A avaliação é das cientistas políticas Liege Albuquerque e Paula Ramos, para quem esse tipo de violência não faz sentido em um sistema democrático como o Brasil.
A violência política no Brasil ganhou destaque nos últimos anos, e deu um salto neste ano de 2022, com a proximidade do processo eleitoral, de acordo com o Observatório da Violência Política e Eleitoral, publicação realizada pelo Grupo de Investigação Eleitoral da Unirio (Universidade Federal do Estado do Rio de Janeiro).
“É lamentável que essa violência esteja acontecendo, pois não faz sentido num mundo civilizado só pelo fato de um indivíduo não acreditar no candidato A ou B”, diz Liege Albuquerque. “É uma forma imatura de não aceitar as diferenças”.
Segundo Liege Albuquerque, mestre em ciência política pela USP (Universidade de São Paulo), no campo dos direitos humanos, ser violento com minorias é um retrocesso e deve ser combatido também nas urnas.
Liege Albuquerque diz que a grande briga no século 21 é a tentativa da extrema direita de se manter no poder, e esse grupo social não se dá bem com as minorias (mulheres, negros e LGBTQIA+). Segundo ela, ao tentar excluir as minorias, muitas vezes se recorre à violência verbal ou física.
A cientista política diz que na hierarquia máxima da direita do Brasil, representada pelo presidente Jair Bolsonaro, fica demonstrada toda a falta de boa vontade para com as minorias, o que fortalece o discurso dos grupos extremistas.
Para Paula Ramos, cientista social e mestre em Sociologia Política pela Ufam (Universidade Fedderal do Amazonas), a violência política no processo eleitoral representa risco para a democracia no Brasil.
“Quando a sociedade, por algum motivo, começa a desacreditar, seja por medo ou por coação, nos institutos políticos, a qualidade da democracia fica comprometida. Isso fere o direito à liberdade da escolha política, um dos principais poderes do cidadão. É uma forma de manipulação eleitoral”, afirma.
Casos reais
Pesquisa do Observatório da Violência Política e Eleitoral mostra que o segundo trimestre de 2022 foi mais violento comparado ao mesmo período em 2020 e 2021. Foram registrados 101 casos de violência por motivações políticas.
Os dados foram coletados em 23 estados. Na região Norte foram nove ocorrências. O Amazonas lidera com 4 casos, seguido de Rondônia e Tocantins com dois casos cada, e o Pará com apenas um.
A ex-senadora Vanessa Grazziotin (PCdoB-AM), candidata a deputada federal, relatou em entrevista ao programa ‘O A da Questão’, do AMAZONAS ATUAL, que foi vítima de violência política em Manaus em abril.
Segundo ela, um grupo de seis pessoas a atacou durante uma caminhada nas ruas da Compensa, bairro da zona oeste da capital, com pedras e ovos. Um homem abaixou as calças no meio da rua.
“Se nossa equipe não estivesse filmando, ninguém acreditaria na história. O homem baixou as calças e mostrou a bunda, no meio da rua, depois de atirar pedras e ovos contra nós”, disse Grazziotin.

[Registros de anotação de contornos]
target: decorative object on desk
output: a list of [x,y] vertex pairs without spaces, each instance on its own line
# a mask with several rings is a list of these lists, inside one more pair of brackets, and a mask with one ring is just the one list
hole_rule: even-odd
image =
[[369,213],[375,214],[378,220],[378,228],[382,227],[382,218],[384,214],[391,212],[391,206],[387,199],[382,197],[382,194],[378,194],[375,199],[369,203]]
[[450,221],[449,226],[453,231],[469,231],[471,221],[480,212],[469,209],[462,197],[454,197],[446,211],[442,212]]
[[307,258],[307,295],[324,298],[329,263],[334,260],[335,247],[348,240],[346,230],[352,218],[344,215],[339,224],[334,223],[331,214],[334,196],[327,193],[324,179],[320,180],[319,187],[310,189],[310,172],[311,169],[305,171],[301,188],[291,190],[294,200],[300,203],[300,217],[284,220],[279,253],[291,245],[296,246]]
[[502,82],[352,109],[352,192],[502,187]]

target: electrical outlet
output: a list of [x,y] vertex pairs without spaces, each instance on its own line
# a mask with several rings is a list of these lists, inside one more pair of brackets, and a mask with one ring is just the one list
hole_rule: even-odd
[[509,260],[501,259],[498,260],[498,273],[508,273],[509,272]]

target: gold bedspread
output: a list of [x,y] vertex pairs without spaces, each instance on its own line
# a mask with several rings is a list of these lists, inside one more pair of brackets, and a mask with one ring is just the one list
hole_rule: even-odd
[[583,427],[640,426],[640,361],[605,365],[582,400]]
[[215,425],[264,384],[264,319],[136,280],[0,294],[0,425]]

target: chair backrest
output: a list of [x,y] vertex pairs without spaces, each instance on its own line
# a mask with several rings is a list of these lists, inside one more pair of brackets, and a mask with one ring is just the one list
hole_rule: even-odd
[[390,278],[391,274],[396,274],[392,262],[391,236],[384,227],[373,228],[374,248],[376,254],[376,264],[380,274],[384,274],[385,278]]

■ TAREFAS DO EXERCÍCIO
- 1) Resuma em duas frases o texto sobre violência política.
- 2) Reproduza sem alterações o trecho do texto sobre violência política que começa com as palavras "Para Paula Ramos, cientista" e termina com "democracia no Brasil.".
- 3) Quantos casos de violência por motivações políticas foram registrados no segundo trimestre de 2022, segundo o texto sobre violência política?

■ RESULTADOS DAS TAREFAS
- 1) Cientistas políticas avaliam que a violência política, que deu um salto em 2022 com a proximidade do processo eleitoral, não faz sentido em um sistema democrático e representa risco para a democracia no Brasil. O Observatório da Violência Política e Eleitoral registrou 101 casos no segundo trimestre de 2022, e a ex-senadora Vanessa Grazziotin relatou ter sido atacada com pedras e ovos em Manaus em abril.

- 2)
Para Paula Ramos, cientista social e mestre em Sociologia Política pela Ufam (Universidade Fedderal do Amazonas), a violência política no processo eleitoral representa risco para a democracia no Brasil.

- 3) Foram registrados 101 casos.